Problem requirements - Would you return the records below character for character, without any images?

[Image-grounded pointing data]

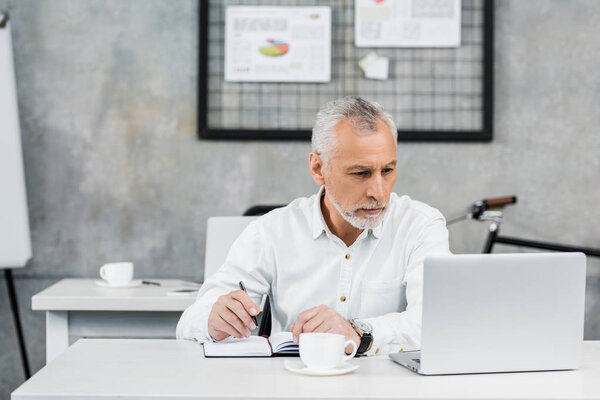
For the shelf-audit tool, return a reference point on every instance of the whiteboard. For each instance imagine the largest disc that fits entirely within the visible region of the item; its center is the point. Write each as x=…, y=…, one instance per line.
x=15, y=243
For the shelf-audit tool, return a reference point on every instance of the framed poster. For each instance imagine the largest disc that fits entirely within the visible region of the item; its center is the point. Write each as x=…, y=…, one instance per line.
x=433, y=93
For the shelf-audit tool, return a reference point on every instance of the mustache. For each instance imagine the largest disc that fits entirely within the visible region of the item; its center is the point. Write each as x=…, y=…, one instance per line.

Answer section -
For the shelf-audit tool, return a reference point on every instance of the whiteboard. For each instance imagine the largest disc that fits entirely within the visible region of the item; its center is the point. Write each as x=…, y=…, one instance per line.
x=15, y=243
For the shelf-audit tool, return a reference point on every instance of the framed poster. For each instance imagine the largest disc that fits entirely within the visible region of the item; its center is the point. Write each as x=…, y=…, one instance per line.
x=433, y=93
For the shelf-audit tool, return a reference point on every instance of the mustache. For each instance imagine the largest disc that fits entirely within the visible region of the item; its center is the point. Write each as x=…, y=…, one instance per line.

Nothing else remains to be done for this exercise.